:: PROBLEM DESCRIPTION ::
Look for the string "sari" in the listing below, then copy every line that has it.

:: DATA PROVIDED ::
***

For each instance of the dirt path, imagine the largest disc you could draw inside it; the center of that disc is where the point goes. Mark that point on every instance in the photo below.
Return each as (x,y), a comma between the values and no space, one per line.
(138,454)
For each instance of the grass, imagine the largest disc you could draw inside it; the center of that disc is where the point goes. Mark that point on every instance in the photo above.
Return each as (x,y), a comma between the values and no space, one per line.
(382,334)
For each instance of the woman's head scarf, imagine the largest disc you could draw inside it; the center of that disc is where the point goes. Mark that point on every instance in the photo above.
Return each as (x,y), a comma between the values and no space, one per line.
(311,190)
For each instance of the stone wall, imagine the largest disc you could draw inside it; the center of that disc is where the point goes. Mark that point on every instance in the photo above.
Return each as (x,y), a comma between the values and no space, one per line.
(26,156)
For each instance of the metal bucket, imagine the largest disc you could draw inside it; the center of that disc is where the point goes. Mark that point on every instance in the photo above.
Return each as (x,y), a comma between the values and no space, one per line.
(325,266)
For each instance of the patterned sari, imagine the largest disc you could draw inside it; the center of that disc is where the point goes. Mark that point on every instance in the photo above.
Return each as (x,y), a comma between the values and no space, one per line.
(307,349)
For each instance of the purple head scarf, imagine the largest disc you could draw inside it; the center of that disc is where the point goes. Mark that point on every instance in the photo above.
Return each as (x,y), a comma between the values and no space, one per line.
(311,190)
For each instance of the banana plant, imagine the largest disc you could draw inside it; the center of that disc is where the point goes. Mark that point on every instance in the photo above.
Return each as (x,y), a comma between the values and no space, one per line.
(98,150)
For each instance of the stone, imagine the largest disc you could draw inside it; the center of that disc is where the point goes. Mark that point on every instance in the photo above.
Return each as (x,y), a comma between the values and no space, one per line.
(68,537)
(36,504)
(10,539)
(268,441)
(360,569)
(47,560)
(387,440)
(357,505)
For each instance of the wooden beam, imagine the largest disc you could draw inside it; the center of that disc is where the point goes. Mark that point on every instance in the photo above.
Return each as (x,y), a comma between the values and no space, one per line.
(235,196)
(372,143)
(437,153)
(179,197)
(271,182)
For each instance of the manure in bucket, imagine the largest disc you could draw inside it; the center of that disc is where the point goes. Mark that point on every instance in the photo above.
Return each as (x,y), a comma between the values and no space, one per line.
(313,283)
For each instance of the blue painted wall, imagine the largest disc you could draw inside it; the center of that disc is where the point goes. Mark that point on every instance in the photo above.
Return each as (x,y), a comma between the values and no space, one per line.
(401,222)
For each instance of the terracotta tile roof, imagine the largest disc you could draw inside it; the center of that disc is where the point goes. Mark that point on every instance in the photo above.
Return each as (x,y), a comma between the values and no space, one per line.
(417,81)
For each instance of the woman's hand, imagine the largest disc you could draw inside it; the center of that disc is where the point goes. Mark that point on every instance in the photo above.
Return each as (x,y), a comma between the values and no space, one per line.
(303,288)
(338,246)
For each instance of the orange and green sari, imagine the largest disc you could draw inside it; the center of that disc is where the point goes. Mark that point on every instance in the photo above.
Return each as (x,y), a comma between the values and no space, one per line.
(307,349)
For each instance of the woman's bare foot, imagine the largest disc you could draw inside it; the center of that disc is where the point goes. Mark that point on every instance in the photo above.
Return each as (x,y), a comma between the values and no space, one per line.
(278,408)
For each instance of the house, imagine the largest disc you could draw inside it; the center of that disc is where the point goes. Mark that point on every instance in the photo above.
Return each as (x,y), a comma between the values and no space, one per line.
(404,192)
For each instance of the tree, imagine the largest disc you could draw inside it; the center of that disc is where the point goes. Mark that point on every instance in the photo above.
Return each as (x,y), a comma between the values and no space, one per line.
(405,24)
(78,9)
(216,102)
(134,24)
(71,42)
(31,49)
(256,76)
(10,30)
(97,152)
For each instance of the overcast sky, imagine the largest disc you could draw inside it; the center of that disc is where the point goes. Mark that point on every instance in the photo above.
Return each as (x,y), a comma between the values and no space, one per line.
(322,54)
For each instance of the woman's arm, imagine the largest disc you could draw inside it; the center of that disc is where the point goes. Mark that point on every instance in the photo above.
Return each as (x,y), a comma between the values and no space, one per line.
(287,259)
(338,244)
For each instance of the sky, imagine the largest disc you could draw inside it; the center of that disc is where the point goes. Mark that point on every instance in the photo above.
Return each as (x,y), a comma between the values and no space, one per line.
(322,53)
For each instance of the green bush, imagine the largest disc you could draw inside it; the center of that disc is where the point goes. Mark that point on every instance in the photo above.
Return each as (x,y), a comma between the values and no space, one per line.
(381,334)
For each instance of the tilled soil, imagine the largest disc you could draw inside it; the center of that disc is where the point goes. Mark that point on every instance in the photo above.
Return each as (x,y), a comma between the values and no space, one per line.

***

:: ANSWER SPACE ::
For each instance of the patterned sari, imagine the largest disc you could draw inside it; the center of that disc is where the point goes. Mark that point on every instance in the photo above.
For each instance of the orange and green sari, imagine the largest disc you could draw inside it; the center of that disc is where the point goes. Mark that point on every instance in the photo above.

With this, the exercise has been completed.